* **What is being asked**
Rewrite the data below, from the line containing "find front side" through the end of the data (both ends included), with every point coordinate in the answers scaled by 0.7 and rounded to a whole number, halves rounding up. Keep the requests in place, and leave their numbers and format samples unchanged.

* **Supplied data**
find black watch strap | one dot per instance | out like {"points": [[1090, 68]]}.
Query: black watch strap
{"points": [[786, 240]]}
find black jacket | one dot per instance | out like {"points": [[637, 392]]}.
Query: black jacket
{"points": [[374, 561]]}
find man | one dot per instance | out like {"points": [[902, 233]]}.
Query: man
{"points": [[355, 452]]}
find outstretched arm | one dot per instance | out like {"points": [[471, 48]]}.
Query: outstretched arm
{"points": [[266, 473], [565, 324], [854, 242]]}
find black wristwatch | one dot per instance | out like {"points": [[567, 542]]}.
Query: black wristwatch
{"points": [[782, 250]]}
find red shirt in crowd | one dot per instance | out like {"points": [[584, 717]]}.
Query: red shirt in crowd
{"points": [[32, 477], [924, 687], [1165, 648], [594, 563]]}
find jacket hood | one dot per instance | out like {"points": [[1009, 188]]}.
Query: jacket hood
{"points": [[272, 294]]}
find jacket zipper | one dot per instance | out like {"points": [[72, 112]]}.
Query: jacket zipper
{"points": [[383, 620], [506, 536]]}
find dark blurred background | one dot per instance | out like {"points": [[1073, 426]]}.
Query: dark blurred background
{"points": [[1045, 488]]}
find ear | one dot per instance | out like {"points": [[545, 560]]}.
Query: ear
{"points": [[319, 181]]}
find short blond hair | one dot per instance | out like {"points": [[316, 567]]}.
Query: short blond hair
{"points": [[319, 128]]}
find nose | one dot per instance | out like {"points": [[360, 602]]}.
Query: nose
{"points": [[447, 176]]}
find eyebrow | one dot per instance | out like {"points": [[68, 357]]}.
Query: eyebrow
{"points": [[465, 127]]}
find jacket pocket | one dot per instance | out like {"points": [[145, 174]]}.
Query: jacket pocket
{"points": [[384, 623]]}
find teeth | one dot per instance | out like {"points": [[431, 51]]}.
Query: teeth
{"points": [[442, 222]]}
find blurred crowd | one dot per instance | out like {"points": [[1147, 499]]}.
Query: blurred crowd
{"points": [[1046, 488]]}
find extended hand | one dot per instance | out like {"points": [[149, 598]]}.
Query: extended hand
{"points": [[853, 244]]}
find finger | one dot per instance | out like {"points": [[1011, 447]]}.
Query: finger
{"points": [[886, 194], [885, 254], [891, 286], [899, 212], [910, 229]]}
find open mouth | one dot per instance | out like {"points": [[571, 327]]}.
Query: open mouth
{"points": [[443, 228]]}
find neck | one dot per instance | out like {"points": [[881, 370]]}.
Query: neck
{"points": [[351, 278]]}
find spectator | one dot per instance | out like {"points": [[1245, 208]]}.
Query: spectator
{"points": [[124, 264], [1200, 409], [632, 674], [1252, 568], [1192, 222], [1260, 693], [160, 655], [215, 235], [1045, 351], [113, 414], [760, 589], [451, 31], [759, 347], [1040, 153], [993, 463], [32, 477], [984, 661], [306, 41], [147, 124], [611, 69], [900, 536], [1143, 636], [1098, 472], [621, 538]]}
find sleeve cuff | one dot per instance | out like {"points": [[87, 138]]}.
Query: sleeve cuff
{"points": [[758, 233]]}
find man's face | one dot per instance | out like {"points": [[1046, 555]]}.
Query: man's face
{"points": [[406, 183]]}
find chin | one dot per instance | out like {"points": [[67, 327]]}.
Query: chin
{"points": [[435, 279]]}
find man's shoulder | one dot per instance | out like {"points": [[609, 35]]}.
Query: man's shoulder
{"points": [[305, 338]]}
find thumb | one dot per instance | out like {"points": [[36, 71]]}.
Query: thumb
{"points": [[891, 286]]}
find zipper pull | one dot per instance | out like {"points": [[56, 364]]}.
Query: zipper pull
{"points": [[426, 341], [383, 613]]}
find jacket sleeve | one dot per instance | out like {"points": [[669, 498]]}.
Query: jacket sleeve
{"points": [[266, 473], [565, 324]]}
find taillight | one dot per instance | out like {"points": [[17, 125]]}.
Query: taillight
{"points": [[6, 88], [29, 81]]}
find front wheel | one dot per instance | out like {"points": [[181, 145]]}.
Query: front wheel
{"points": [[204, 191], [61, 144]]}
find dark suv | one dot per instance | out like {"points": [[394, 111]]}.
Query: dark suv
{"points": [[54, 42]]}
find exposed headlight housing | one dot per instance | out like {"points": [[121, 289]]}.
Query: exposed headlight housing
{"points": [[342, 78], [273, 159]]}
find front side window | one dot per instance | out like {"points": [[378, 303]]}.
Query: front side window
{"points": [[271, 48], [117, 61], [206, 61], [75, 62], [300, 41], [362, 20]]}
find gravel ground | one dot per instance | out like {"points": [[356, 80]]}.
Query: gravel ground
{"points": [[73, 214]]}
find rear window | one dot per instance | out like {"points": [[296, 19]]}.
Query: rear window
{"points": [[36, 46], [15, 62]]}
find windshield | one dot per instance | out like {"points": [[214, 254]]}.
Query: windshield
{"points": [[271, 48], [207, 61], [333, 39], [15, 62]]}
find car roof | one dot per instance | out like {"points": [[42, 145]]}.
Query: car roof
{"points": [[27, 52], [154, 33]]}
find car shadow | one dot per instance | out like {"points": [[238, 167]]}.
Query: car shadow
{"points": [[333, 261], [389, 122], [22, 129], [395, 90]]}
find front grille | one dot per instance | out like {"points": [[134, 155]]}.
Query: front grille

* **Full output**
find front side window | one dot per instance | out like {"points": [[378, 303]]}.
Query: front side window
{"points": [[190, 34], [82, 43], [144, 43], [53, 43], [210, 29], [253, 14]]}
find gravel ground | one dot per instance | out like {"points": [[356, 80]]}.
Query: gravel ground
{"points": [[51, 150]]}
find rear window | one dot per instance | out like {"points": [[296, 19]]}.
Query: rear window
{"points": [[25, 32], [11, 43]]}
find windshield | one dot per instance | out like {"points": [[214, 254]]}.
Query: windshield
{"points": [[190, 34], [145, 43], [233, 27], [11, 43]]}
find car roof | one dot per instance | out like {"points": [[42, 145]]}.
Query: car roof
{"points": [[19, 36], [108, 23]]}
find car shadow | one dot per instance | out like {"points": [[238, 167]]}.
Query: car shadow
{"points": [[233, 183], [272, 85], [15, 90], [277, 63]]}
find front grille | one dot per instance | out like {"points": [[134, 155]]}.
Query: front grille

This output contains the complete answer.